>> start LISTING
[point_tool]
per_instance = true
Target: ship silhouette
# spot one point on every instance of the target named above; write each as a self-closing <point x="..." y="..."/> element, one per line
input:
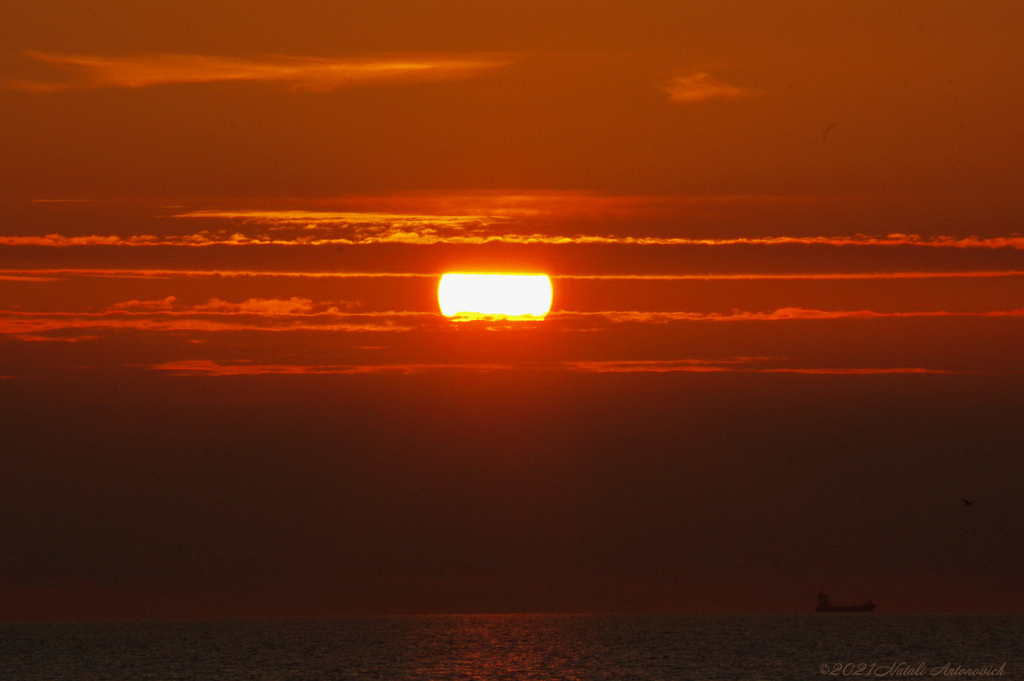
<point x="824" y="605"/>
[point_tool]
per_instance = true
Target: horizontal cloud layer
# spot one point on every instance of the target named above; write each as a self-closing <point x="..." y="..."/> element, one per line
<point x="303" y="72"/>
<point x="701" y="87"/>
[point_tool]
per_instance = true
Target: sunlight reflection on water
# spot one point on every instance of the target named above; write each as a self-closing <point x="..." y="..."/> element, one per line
<point x="499" y="647"/>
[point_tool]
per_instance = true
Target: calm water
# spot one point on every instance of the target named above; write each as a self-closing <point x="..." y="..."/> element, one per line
<point x="524" y="646"/>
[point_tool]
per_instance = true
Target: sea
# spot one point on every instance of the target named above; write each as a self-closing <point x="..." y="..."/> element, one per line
<point x="577" y="647"/>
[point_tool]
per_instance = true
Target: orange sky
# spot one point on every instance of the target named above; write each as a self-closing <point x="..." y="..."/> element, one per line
<point x="784" y="240"/>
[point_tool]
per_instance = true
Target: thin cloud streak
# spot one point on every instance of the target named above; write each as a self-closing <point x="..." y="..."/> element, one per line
<point x="57" y="274"/>
<point x="241" y="368"/>
<point x="430" y="236"/>
<point x="303" y="314"/>
<point x="699" y="366"/>
<point x="210" y="368"/>
<point x="699" y="87"/>
<point x="89" y="72"/>
<point x="782" y="313"/>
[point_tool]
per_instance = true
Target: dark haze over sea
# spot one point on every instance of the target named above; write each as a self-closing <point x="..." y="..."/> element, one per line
<point x="517" y="646"/>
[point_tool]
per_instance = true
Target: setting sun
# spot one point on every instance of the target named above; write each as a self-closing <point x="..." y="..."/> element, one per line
<point x="495" y="295"/>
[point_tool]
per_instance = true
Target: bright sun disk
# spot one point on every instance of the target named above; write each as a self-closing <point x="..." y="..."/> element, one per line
<point x="515" y="296"/>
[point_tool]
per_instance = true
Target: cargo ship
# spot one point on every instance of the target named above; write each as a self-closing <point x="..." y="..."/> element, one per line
<point x="824" y="605"/>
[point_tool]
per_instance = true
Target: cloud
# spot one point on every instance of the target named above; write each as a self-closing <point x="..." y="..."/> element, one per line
<point x="303" y="72"/>
<point x="242" y="368"/>
<point x="58" y="274"/>
<point x="701" y="87"/>
<point x="215" y="315"/>
<point x="737" y="366"/>
<point x="782" y="313"/>
<point x="404" y="231"/>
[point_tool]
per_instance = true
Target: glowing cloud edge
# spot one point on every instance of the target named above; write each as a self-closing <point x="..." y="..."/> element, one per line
<point x="464" y="296"/>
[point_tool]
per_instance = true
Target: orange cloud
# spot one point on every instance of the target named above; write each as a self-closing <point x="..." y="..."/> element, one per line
<point x="57" y="274"/>
<point x="700" y="366"/>
<point x="781" y="313"/>
<point x="210" y="368"/>
<point x="303" y="72"/>
<point x="701" y="87"/>
<point x="404" y="231"/>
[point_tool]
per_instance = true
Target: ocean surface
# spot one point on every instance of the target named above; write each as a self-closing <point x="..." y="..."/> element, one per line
<point x="518" y="646"/>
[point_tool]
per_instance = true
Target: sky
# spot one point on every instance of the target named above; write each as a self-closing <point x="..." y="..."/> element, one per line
<point x="783" y="352"/>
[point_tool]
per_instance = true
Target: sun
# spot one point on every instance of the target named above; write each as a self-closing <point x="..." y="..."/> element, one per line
<point x="506" y="296"/>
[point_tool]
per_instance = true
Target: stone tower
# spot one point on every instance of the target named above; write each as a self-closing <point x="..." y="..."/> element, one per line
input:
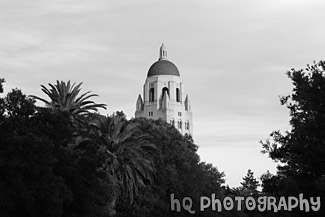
<point x="164" y="97"/>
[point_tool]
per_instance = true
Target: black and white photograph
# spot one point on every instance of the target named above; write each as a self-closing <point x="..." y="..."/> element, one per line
<point x="162" y="108"/>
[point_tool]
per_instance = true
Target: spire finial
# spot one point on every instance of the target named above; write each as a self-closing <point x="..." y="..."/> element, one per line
<point x="163" y="52"/>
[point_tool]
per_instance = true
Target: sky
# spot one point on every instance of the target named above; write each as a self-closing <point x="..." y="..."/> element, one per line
<point x="232" y="56"/>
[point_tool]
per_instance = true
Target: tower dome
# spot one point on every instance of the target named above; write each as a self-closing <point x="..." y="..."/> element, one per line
<point x="163" y="66"/>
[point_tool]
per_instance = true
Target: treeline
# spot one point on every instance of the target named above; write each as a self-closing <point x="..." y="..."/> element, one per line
<point x="66" y="159"/>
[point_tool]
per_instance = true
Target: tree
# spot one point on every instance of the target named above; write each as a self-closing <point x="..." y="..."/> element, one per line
<point x="301" y="151"/>
<point x="65" y="97"/>
<point x="2" y="80"/>
<point x="28" y="183"/>
<point x="178" y="171"/>
<point x="250" y="183"/>
<point x="41" y="175"/>
<point x="127" y="152"/>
>> end LISTING
Transcribe the listing above verbatim. Omit the pictures.

▶ _RESPONSE TO THIS TASK_
[point_tool]
per_instance = true
Target: ship silhouette
# spot one point on every instance of the target named above; write each as a self-closing <point x="..." y="..."/> element, one per line
input:
<point x="824" y="605"/>
[point_tool]
per_instance = true
Target: horizontal cloud layer
# spot one point on every instance of the target named above; write each as a self-closing <point x="..." y="..."/> element, one per line
<point x="303" y="72"/>
<point x="701" y="87"/>
[point_tool]
per_instance = true
Target: sunlight reflection on water
# spot one point on every instance of the target named above; write each as a self-closing <point x="..." y="..."/> element, one per line
<point x="499" y="647"/>
[point_tool]
per_instance = true
Target: calm water
# spot one point on every instance of the target named above; write each as a self-closing <point x="..." y="..."/> element, one per line
<point x="524" y="646"/>
[point_tool]
per_instance = true
Target: sea
# spot one point on every instance of the target named above; write each as a self-closing <point x="..." y="..."/> element, one per line
<point x="577" y="647"/>
[point_tool]
per_instance = true
Target: orange sky
# spot one point on every instance of the target named above; write each as a self-closing <point x="..." y="..."/> element, one per line
<point x="784" y="240"/>
[point_tool]
per_instance = true
Target: thin cloud streak
# spot one point on every instance of the target named above; write each as a self-closing <point x="..." y="..."/> element, one per line
<point x="57" y="274"/>
<point x="241" y="368"/>
<point x="430" y="236"/>
<point x="303" y="314"/>
<point x="699" y="366"/>
<point x="210" y="368"/>
<point x="699" y="87"/>
<point x="89" y="72"/>
<point x="782" y="313"/>
[point_tool]
per_instance = true
Target: dark haze over sea
# spot one point on every instance of the target named above; write each as a self-closing <point x="..." y="..."/> element, one per line
<point x="517" y="646"/>
[point_tool]
per_instance = true
Target: setting sun
# spot one point on every instance of the target named above; write each as a self-closing <point x="..." y="..."/> element, one per line
<point x="495" y="295"/>
[point_tool]
per_instance = true
Target: bright sun disk
# spot one point on every instance of the target named above; write each as a self-closing <point x="..." y="..."/> element, one per line
<point x="515" y="296"/>
[point_tool]
per_instance = true
Target: cargo ship
# spot one point on every instance of the target named above; write each as a self-closing <point x="..." y="..."/> element, one per line
<point x="824" y="605"/>
[point_tool]
per_instance = true
Target: cloud
# spot one point on every instance of the target named above; write each as a self-closing <point x="..." y="..."/> element, one per line
<point x="303" y="72"/>
<point x="242" y="368"/>
<point x="58" y="274"/>
<point x="701" y="87"/>
<point x="215" y="315"/>
<point x="737" y="366"/>
<point x="782" y="313"/>
<point x="404" y="231"/>
[point_tool]
per_instance = true
Target: glowing cloud edge
# spot one point on every instance of the target named above; write each as a self-closing <point x="..." y="..."/> element, one per line
<point x="464" y="296"/>
[point_tool]
per_instance = true
Target: orange cloud
# spot one point on every instance of the target named above; write each as a self-closing <point x="..." y="..."/> element, one per line
<point x="57" y="274"/>
<point x="700" y="366"/>
<point x="781" y="313"/>
<point x="210" y="368"/>
<point x="303" y="72"/>
<point x="701" y="87"/>
<point x="404" y="231"/>
[point_tool]
per_instance = true
Target: ocean surface
# spot one point on every instance of the target named above; write each as a self-closing <point x="..." y="..."/> element, one per line
<point x="518" y="646"/>
[point_tool]
per_instance = true
Target: sky
# spot one point on every instance of the target named above; write each as a self-closing <point x="..." y="..."/> element, one per line
<point x="783" y="352"/>
[point_tool]
per_instance = true
Target: sun
# spot one point on every instance of the target named above; write each as a self-closing <point x="..." y="..."/> element, one per line
<point x="506" y="296"/>
[point_tool]
per_instance = true
Target: stone tower
# spot one point on every instance of the target named above; write each as a self-closing <point x="..." y="..."/> element, one per line
input:
<point x="164" y="97"/>
[point_tool]
per_instance = true
Target: black and white photograph
# spot one point on every instance of the target named above; write each as a self-closing <point x="..." y="..."/> element, one per line
<point x="162" y="108"/>
[point_tool]
per_instance = true
Target: spire finial
# spot one point on every instance of the target named above; write each as a self-closing <point x="..." y="..."/> element, one per line
<point x="163" y="52"/>
[point_tool]
per_instance = true
Target: sky
# spot one point on every instance of the target named above; write each as a self-closing <point x="..." y="..."/> element, one per line
<point x="232" y="56"/>
[point_tool]
per_instance = true
Target: tower dome
# spot one point on every instance of the target named above; write each as a self-closing <point x="..." y="..."/> element, one per line
<point x="163" y="66"/>
[point_tool]
per_instance = true
Target: treeline
# spot one point on every instance of the target named above; write each as a self-closing <point x="..." y="..."/> element, one per line
<point x="66" y="159"/>
[point_tool]
per_instance = true
Target: tree
# spot one point on every instance of the target named above; write each as a self-closing <point x="..." y="..."/> element, one per line
<point x="301" y="151"/>
<point x="65" y="97"/>
<point x="2" y="80"/>
<point x="28" y="183"/>
<point x="178" y="171"/>
<point x="250" y="183"/>
<point x="41" y="175"/>
<point x="127" y="152"/>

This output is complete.